Begin Passage given

WashPost: George Washington, Georgetown, George Mason all capable of winning

The team with the best record in big-time college basketball entering the final weekend of the regular season doesn't play in Durham or Chapel Hill, N.C. The team with the 26-1 record and the nation's longest winning streak isn't from Lawrence, Kan., or Storrs, Conn. The team with the best winning percentage on the first weekend of March doesn't live in Lexington, Ky., or Tucson.

The dateline reads FOGGY BOTTOM. When Florida State knocked off Duke the other night, giving the top-ranked Blue Devils a second loss, it left George Washington as the only one-loss team in Division I. And after a victory at home Saturday on senior day, GW went into postseason play with that one solitary loss at North Carolina State two days before the new year.

We knew GW was returning a bunch of players who got NCAA tournament experience last year. We knew the Colonials had a coach still very much on the rise in Karl Hobbs. We knew they were good, that the nonconference schedule wasn't taxing and that the conference didn't really figure to have a team that could challenge GW this season.

But 26-1 with 17 straight victories?

It's been a great year for the Georges overall; right there in alphabetical order between Gardner-Webb and Georgia are George Mason, George Washington and Georgetown. And all three Georges seem bound for the NCAA tournament. The most vulnerable would appear to be George Mason, because the Patriots play in the Colonial Athletic Association, which certainly isn't a conference that can count on multiple bids. And depending on various league tournament results, conferences such as the CAA and schools such as George Mason always seem to get pinched. However, George Mason's RPI ranking -- 22 as of Friday -- not only is better than GW's RPI rank of 30, it's only one behind Georgetown's 21.

End Passage given
Begin Information supplied

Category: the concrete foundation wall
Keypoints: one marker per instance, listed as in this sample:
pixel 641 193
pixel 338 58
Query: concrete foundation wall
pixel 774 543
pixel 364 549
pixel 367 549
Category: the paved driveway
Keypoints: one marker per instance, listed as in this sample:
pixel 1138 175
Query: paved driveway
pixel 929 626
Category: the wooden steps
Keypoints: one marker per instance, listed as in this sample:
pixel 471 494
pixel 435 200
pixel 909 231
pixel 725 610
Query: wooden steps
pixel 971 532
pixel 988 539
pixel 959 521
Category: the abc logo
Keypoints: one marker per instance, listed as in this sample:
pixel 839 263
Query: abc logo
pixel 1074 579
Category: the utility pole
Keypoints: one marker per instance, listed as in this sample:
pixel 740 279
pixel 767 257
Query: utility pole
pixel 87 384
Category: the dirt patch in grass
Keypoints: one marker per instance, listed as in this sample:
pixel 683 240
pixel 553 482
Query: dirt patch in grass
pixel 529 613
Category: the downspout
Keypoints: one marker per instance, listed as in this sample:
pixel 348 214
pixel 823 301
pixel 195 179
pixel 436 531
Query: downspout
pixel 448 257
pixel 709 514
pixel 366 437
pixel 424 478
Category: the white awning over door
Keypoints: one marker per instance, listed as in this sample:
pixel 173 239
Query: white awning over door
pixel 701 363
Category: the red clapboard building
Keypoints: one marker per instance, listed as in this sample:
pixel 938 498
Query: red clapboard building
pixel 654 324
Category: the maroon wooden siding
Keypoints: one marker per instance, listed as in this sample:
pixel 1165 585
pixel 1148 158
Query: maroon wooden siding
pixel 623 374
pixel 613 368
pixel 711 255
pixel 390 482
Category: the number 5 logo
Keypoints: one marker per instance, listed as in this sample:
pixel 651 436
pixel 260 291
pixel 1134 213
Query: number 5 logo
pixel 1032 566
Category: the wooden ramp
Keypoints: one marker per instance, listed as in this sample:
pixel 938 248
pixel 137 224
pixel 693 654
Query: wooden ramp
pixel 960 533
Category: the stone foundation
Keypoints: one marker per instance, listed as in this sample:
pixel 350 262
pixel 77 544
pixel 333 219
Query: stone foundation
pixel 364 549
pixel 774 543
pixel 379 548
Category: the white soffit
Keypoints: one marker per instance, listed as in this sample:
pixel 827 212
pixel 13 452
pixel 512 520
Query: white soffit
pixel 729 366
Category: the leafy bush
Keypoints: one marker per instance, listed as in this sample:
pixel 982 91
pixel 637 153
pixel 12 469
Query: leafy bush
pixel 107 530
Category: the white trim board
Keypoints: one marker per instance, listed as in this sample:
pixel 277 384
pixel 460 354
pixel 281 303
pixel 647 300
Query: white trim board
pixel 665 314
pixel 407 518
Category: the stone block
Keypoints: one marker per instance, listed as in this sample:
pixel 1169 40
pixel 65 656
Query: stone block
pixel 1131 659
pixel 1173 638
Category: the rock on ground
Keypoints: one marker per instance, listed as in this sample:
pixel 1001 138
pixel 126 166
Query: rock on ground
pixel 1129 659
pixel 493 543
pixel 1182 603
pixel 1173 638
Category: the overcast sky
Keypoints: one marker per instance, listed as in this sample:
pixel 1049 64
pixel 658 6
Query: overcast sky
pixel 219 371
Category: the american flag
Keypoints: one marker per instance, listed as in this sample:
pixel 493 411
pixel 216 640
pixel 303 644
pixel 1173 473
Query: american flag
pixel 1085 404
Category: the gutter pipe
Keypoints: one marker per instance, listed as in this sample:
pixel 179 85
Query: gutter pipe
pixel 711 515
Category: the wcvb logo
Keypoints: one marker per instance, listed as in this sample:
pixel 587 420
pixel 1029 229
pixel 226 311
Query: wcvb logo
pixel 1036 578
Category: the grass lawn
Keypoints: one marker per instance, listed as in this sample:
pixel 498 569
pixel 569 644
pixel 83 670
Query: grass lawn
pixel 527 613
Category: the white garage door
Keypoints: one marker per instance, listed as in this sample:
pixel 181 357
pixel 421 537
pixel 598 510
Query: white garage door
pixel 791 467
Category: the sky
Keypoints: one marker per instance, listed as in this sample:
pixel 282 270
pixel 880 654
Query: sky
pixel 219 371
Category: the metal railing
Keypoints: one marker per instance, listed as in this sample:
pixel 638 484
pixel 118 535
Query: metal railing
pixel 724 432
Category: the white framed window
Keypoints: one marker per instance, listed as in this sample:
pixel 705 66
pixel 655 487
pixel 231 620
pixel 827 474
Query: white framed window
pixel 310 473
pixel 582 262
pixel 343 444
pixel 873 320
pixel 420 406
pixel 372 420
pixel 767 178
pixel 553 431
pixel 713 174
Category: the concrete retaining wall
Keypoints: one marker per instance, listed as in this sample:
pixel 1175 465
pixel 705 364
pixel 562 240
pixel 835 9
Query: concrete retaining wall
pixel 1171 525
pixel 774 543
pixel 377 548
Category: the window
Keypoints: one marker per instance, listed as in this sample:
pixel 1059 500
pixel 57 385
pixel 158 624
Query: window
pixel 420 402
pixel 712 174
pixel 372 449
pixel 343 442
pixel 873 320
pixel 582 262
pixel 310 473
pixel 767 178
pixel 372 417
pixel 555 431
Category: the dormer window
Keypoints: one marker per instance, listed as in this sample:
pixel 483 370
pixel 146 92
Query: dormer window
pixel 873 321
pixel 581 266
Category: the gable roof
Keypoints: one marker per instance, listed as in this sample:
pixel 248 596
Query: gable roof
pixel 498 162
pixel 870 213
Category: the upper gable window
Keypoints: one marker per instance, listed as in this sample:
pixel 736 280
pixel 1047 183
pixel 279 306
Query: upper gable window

End Information supplied

Turn the paragraph of the college basketball article beginning "It's been a great year for the Georges" into a short bulleted list that keeps its main facts.

**Answer to this problem**
- George Mason, George Washington and Georgetown fall alphabetically between Gardner-Webb and Georgia, and all three seem headed for the NCAA tournament.
- George Mason looks the most vulnerable because it plays in the Colonial Athletic Association, which can't count on multiple bids.
- Depending on league tournament results, conferences like the CAA and schools like George Mason often get pinched.
- Still, George Mason's RPI ranking of 22 as of Friday beats GW's 30 and trails Georgetown's 21 by only one.